Dataset records:

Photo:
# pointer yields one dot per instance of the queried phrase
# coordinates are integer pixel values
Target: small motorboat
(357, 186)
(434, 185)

#### TO DO:
Please print exactly the lines of the entries above, beginning with the line that contains "# pointer yields" and ending with the last line.

#### RESPONSE BOX:
# pointer yields one dot per instance of the queried phrase
# coordinates are integer pixel values
Target: small motorboat
(357, 186)
(434, 185)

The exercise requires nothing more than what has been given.